## SET TASK:
Both ends included, set down the lines from the line containing "Where can you spot the dealership" through the last line of the records below, without pictures.

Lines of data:
* * * * * * * * *

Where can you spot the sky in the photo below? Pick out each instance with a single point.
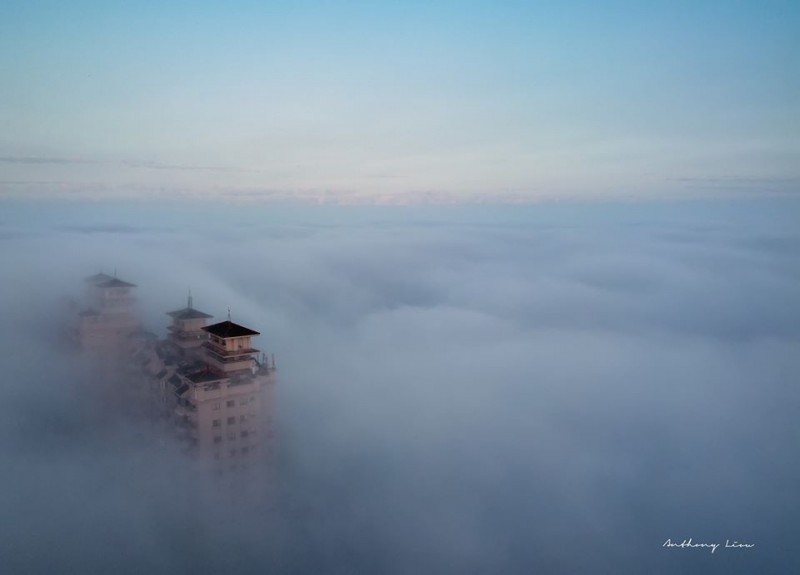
(399, 102)
(551, 388)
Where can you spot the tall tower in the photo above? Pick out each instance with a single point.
(224, 407)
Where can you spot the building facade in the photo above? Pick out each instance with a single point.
(209, 383)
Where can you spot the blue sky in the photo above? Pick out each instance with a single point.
(410, 100)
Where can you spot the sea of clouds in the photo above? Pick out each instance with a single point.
(552, 389)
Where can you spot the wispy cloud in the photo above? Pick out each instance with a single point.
(134, 164)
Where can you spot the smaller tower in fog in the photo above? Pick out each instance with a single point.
(187, 331)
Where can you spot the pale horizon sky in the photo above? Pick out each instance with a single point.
(402, 100)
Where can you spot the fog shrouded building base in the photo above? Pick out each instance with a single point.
(208, 381)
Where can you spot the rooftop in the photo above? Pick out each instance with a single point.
(188, 313)
(205, 376)
(226, 329)
(114, 282)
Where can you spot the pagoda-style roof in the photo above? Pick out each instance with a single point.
(188, 313)
(114, 282)
(226, 329)
(99, 278)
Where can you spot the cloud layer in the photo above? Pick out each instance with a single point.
(457, 393)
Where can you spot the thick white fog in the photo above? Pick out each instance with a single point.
(550, 389)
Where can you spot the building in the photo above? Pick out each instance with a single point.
(223, 402)
(109, 317)
(209, 382)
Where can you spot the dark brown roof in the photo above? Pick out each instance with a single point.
(225, 329)
(188, 313)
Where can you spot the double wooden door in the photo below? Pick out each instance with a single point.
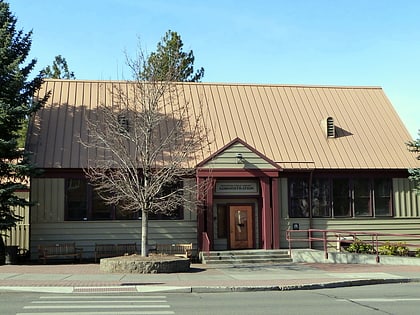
(241, 226)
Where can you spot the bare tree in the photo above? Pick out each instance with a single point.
(148, 140)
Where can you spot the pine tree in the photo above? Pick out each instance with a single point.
(170, 61)
(16, 105)
(59, 69)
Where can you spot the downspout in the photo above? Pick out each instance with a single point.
(310, 199)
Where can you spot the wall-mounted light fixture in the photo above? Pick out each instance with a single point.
(239, 158)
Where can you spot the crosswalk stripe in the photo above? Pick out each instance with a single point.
(106, 297)
(102, 302)
(137, 312)
(96, 306)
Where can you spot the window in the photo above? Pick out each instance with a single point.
(340, 197)
(76, 199)
(299, 198)
(321, 197)
(362, 197)
(383, 193)
(83, 203)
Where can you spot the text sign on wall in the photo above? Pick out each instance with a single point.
(237, 188)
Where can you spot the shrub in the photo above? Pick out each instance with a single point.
(361, 247)
(393, 249)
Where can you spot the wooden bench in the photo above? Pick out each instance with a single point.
(180, 250)
(112, 250)
(59, 251)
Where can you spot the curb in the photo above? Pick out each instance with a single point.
(205, 289)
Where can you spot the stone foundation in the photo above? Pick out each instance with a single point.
(139, 264)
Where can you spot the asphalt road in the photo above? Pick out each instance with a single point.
(373, 299)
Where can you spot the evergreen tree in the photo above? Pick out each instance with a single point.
(58, 70)
(171, 62)
(16, 105)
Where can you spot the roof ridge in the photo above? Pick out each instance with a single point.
(228, 84)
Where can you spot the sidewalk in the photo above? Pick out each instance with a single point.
(84, 278)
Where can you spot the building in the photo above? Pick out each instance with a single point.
(326, 157)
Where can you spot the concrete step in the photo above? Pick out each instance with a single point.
(246, 256)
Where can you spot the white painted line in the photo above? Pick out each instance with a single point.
(381, 300)
(105, 313)
(94, 306)
(106, 297)
(102, 302)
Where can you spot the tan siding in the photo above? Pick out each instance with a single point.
(86, 234)
(406, 200)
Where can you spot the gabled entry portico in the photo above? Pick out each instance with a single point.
(241, 204)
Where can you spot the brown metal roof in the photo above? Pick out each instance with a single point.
(283, 122)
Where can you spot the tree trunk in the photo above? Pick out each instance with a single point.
(144, 232)
(2, 251)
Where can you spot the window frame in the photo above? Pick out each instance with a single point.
(114, 214)
(353, 198)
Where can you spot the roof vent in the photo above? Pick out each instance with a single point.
(329, 127)
(123, 121)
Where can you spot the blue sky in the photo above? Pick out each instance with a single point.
(320, 42)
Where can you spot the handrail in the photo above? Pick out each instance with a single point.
(206, 244)
(339, 236)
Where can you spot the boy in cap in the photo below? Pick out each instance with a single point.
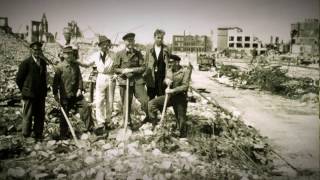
(156, 62)
(178, 79)
(67, 86)
(31, 80)
(103, 60)
(129, 63)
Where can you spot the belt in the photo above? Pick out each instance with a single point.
(110, 74)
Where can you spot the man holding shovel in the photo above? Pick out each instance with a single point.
(67, 86)
(129, 65)
(105, 85)
(177, 78)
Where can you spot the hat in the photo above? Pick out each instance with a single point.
(67, 49)
(103, 39)
(174, 57)
(128, 35)
(35, 44)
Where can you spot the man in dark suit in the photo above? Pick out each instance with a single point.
(31, 80)
(129, 63)
(156, 62)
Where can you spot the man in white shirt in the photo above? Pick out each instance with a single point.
(103, 60)
(156, 62)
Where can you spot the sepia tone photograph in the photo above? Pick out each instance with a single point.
(159, 89)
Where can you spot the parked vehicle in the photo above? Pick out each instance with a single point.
(206, 62)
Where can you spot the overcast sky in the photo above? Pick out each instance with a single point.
(263, 18)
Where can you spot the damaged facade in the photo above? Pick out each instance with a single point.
(233, 38)
(189, 43)
(305, 37)
(38, 31)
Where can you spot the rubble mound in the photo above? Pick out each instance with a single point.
(218, 146)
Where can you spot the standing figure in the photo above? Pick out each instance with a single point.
(31, 80)
(178, 78)
(129, 64)
(254, 55)
(156, 62)
(67, 86)
(103, 60)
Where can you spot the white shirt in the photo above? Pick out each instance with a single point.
(101, 67)
(157, 49)
(35, 60)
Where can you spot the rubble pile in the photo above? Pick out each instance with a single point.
(218, 146)
(269, 78)
(211, 150)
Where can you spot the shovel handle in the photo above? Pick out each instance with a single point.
(164, 108)
(70, 126)
(127, 105)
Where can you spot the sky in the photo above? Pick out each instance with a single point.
(113, 18)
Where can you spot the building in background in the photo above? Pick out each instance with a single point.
(5, 25)
(233, 38)
(189, 43)
(305, 37)
(39, 31)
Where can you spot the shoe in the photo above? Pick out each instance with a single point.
(146, 120)
(99, 130)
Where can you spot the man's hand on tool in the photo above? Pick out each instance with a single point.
(168, 81)
(79, 92)
(56, 97)
(170, 91)
(126, 71)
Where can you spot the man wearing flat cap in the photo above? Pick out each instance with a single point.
(156, 61)
(104, 61)
(67, 86)
(177, 79)
(129, 64)
(31, 80)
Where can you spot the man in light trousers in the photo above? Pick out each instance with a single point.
(103, 60)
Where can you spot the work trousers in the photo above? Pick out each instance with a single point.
(33, 109)
(158, 90)
(179, 103)
(139, 92)
(102, 98)
(67, 104)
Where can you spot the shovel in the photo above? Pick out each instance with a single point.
(123, 135)
(70, 127)
(164, 107)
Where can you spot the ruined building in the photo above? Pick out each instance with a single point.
(305, 37)
(4, 25)
(189, 43)
(39, 31)
(233, 38)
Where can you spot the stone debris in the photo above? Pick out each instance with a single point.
(209, 151)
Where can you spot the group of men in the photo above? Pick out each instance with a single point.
(149, 79)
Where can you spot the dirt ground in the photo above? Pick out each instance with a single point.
(291, 126)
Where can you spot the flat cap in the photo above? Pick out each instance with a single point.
(36, 44)
(67, 49)
(128, 35)
(174, 57)
(103, 39)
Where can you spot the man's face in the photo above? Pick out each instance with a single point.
(36, 51)
(172, 64)
(158, 39)
(104, 47)
(129, 42)
(68, 56)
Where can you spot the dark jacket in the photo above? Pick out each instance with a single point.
(156, 67)
(31, 78)
(132, 60)
(67, 80)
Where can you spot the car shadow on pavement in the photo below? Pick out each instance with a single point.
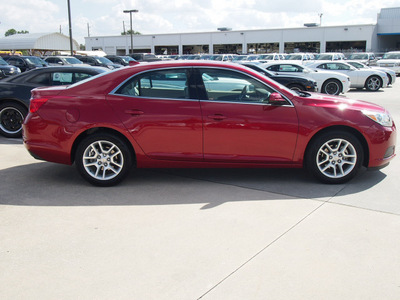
(48, 184)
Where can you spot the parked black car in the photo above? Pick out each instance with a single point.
(7, 69)
(98, 61)
(26, 63)
(292, 82)
(121, 60)
(15, 92)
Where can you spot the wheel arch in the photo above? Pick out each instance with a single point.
(373, 75)
(97, 130)
(14, 100)
(348, 129)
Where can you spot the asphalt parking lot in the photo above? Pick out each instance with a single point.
(191, 234)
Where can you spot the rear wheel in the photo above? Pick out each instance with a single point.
(373, 83)
(103, 159)
(331, 87)
(12, 116)
(334, 157)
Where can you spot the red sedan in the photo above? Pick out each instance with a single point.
(200, 115)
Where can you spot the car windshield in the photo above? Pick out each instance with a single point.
(324, 57)
(240, 57)
(293, 57)
(216, 57)
(36, 60)
(356, 64)
(391, 56)
(104, 60)
(358, 56)
(73, 60)
(126, 59)
(103, 71)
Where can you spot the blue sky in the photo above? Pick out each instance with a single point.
(106, 17)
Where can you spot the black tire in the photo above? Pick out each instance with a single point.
(103, 159)
(334, 157)
(373, 83)
(332, 87)
(12, 116)
(296, 87)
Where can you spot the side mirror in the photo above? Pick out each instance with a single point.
(276, 99)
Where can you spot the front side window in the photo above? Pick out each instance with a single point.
(172, 84)
(226, 85)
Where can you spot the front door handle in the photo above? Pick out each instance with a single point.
(134, 112)
(217, 117)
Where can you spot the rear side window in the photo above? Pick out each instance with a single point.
(227, 85)
(172, 84)
(59, 78)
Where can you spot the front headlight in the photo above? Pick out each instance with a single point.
(381, 118)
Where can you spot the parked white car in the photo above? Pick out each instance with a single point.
(390, 73)
(300, 58)
(270, 57)
(330, 56)
(390, 60)
(370, 79)
(367, 58)
(328, 82)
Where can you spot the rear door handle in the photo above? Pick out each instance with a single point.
(217, 117)
(134, 112)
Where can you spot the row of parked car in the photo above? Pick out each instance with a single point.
(332, 77)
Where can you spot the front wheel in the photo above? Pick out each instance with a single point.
(334, 157)
(103, 159)
(12, 116)
(373, 83)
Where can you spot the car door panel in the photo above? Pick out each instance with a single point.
(168, 127)
(246, 128)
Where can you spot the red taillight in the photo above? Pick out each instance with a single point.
(36, 104)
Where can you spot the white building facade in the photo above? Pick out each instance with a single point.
(380, 37)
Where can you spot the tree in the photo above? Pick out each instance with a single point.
(13, 31)
(129, 32)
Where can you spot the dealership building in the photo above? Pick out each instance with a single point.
(380, 37)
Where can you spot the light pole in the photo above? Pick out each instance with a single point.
(70, 28)
(130, 11)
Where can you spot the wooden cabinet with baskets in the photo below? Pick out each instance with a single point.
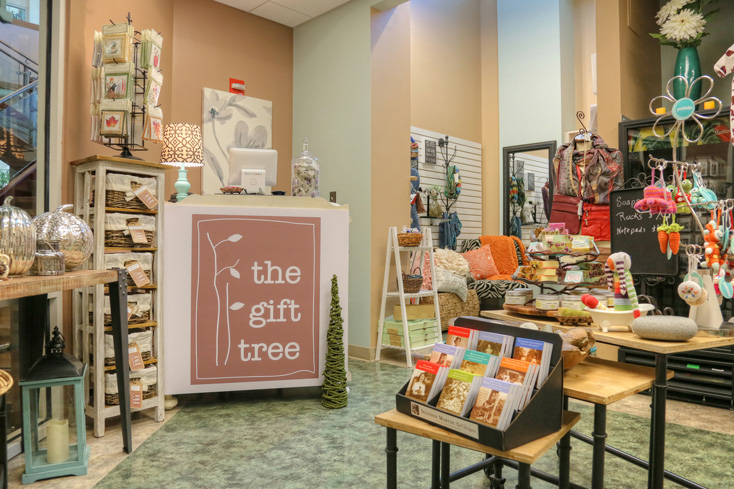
(106, 196)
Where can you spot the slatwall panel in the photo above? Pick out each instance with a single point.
(469, 161)
(539, 167)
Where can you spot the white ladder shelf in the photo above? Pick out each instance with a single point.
(393, 253)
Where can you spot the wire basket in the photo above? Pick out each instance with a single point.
(412, 283)
(410, 239)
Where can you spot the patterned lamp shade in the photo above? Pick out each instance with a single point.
(182, 145)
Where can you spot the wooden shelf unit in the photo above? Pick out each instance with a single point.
(90, 177)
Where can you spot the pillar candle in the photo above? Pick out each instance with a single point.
(57, 441)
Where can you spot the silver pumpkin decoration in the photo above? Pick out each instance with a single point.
(17, 237)
(75, 237)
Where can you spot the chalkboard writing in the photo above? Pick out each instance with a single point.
(430, 151)
(637, 235)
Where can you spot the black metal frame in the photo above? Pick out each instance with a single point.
(506, 151)
(34, 327)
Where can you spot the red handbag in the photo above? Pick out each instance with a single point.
(595, 222)
(566, 209)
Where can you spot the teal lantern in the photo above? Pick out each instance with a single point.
(55, 455)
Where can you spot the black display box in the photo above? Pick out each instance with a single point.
(542, 416)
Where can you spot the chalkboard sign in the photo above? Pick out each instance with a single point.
(637, 235)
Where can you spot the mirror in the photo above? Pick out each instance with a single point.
(527, 191)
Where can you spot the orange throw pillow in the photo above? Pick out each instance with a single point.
(481, 263)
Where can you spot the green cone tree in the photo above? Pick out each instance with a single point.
(334, 389)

* * * * * * * * *

## EXPECTED ANSWER:
Where can you spot the dealership building in the photo above? Pick out each instance with a single point.
(380, 37)
Where can you spot the light pole in the photo above? Pick out each instance with a single point.
(70, 28)
(130, 11)
Where can you spot the wooden cabinet with baskets in the photo below? Pick out each instance with a single point.
(106, 196)
Where can you spot the slatwall panel in the photo above? Pick out each instance with a single point.
(469, 161)
(539, 167)
Where can you spot the white ladder shelf in the photo above? Pick out each instance with a single point.
(393, 253)
Where can you spot the wire basket in the photo above? Pick out each instance with a single point.
(412, 283)
(410, 239)
Where can you spot the patterned lamp shade in the photo above? Pick out each instance with a single point.
(182, 145)
Where can you spot the wooden shelf unit in the photo above? Pick out each instance with a single point.
(90, 177)
Where can you spot the pillar candle in the photo above? Pick out each instance with a single point.
(57, 441)
Where can you spot the silver pumpkin decoration in the photo above? Pick out each instance with a single point.
(17, 237)
(75, 237)
Where can you spot the chalkboard writing in the photo above? Pick out each instance with a single point.
(430, 151)
(637, 235)
Where can you spot the black metal frame in the photo above? Pick out each instance with a single point.
(506, 151)
(34, 327)
Where can you spot the red handbag in the photo above? Pick out each instance with a single point.
(595, 222)
(566, 209)
Where can you spot the teal lantern in the photo above? Pick out each instance with a single point.
(55, 455)
Where can you spot the black display box in the photo above? Pick out each instance with a single point.
(542, 416)
Where can you spot the chalkboard sign in the photo above? Pick out each instance with a single point.
(637, 235)
Where can you spot the mirror in the photo above? Pick out each instance with a single point.
(527, 191)
Where can you spot the orange throw pillow in the photo above? Pick out each instance with a single point.
(481, 263)
Where can you spot the green cone tree in the photo above? Pick out each instance with a single point.
(334, 389)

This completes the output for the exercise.